**Input material**
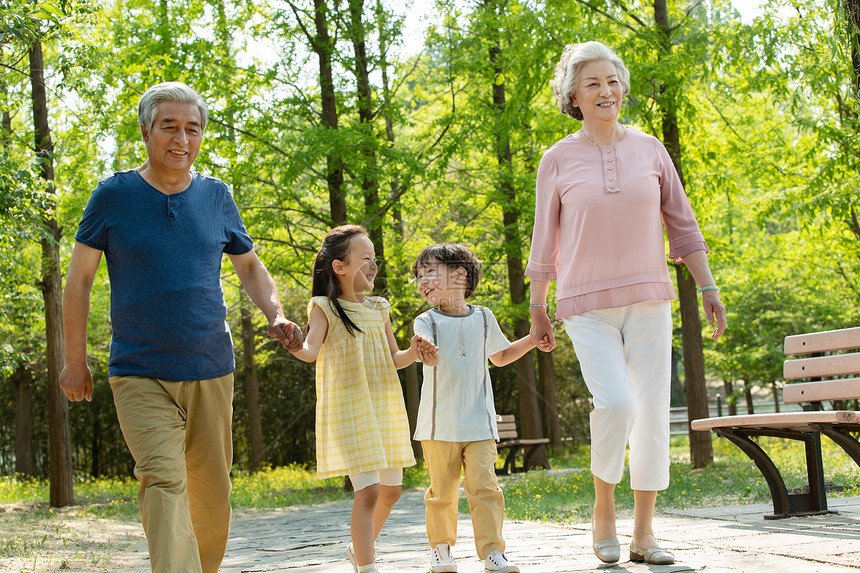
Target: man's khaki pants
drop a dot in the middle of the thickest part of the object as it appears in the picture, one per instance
(486, 500)
(179, 435)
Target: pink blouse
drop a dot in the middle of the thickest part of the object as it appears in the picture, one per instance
(599, 212)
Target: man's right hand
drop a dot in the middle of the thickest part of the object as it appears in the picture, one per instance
(77, 383)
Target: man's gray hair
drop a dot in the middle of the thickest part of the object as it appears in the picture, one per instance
(574, 57)
(169, 91)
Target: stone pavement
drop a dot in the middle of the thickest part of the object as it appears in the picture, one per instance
(311, 539)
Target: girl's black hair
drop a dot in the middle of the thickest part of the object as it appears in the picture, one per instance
(335, 247)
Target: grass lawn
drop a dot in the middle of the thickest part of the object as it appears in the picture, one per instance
(32, 532)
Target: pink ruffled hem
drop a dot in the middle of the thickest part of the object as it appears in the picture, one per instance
(614, 298)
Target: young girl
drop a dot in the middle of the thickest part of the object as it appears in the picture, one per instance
(361, 424)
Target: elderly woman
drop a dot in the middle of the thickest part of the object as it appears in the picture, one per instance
(603, 194)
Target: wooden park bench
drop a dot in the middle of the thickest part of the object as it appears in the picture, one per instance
(509, 440)
(827, 358)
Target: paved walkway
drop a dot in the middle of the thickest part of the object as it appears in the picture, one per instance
(311, 539)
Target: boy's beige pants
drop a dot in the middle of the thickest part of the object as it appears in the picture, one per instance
(486, 500)
(179, 435)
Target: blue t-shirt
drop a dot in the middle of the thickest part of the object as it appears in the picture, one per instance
(163, 256)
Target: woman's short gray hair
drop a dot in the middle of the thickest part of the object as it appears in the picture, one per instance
(574, 57)
(169, 91)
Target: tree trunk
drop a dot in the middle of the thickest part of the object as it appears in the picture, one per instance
(369, 174)
(852, 21)
(59, 442)
(323, 45)
(701, 450)
(25, 465)
(410, 373)
(96, 442)
(252, 387)
(748, 396)
(530, 422)
(775, 393)
(730, 401)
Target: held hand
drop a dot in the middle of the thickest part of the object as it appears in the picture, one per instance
(287, 333)
(541, 331)
(715, 312)
(77, 383)
(426, 351)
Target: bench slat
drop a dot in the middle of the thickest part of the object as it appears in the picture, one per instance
(787, 420)
(836, 365)
(842, 339)
(847, 389)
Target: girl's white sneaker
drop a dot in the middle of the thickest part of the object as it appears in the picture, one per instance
(441, 559)
(496, 562)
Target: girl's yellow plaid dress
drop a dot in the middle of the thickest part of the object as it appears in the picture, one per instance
(361, 422)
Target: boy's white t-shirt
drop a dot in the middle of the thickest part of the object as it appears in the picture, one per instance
(457, 394)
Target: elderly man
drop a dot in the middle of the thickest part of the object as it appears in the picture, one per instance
(163, 228)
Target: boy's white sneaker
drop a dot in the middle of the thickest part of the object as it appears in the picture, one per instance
(496, 562)
(441, 560)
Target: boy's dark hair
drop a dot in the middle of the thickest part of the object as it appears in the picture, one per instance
(336, 246)
(453, 256)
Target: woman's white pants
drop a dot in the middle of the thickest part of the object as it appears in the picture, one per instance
(625, 355)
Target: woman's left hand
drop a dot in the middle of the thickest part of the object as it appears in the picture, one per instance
(715, 312)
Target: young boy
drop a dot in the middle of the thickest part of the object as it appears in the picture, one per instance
(456, 417)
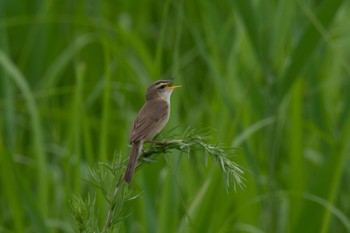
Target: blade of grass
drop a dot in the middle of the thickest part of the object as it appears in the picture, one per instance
(39, 151)
(307, 43)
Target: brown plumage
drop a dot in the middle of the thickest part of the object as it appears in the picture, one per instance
(150, 120)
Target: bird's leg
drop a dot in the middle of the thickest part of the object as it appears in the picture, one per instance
(164, 142)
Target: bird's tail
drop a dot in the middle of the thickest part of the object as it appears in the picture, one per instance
(134, 154)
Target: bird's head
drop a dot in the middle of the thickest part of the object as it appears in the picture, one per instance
(160, 89)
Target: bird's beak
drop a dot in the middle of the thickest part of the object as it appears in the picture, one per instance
(173, 87)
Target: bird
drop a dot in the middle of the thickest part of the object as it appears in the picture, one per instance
(150, 120)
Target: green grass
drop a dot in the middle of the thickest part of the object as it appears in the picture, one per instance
(271, 77)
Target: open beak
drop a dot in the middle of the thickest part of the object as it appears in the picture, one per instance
(173, 87)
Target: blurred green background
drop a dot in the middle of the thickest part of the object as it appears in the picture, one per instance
(271, 77)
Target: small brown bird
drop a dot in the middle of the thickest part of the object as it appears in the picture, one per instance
(150, 120)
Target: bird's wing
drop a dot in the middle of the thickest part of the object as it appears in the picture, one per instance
(150, 116)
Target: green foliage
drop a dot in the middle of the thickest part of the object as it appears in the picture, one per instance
(271, 77)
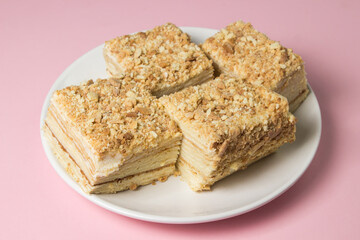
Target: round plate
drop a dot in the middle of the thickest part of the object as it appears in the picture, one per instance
(173, 201)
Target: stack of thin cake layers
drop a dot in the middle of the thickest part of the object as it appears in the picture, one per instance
(119, 133)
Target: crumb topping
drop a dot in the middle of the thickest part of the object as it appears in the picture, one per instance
(226, 108)
(251, 55)
(115, 116)
(159, 58)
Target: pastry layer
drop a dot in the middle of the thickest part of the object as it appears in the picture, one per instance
(120, 184)
(227, 124)
(113, 129)
(163, 59)
(240, 50)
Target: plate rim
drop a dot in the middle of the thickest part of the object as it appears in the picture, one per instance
(157, 218)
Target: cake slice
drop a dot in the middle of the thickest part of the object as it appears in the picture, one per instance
(227, 124)
(162, 59)
(110, 135)
(240, 50)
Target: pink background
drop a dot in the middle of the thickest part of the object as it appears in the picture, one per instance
(39, 39)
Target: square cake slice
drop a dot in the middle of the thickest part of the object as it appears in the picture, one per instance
(111, 136)
(227, 124)
(240, 50)
(162, 59)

**What is required**
Wherever a line in the records contains the word "bench", copy that line.

**Answer for this exercise**
Target: wooden park bench
Target: bench slat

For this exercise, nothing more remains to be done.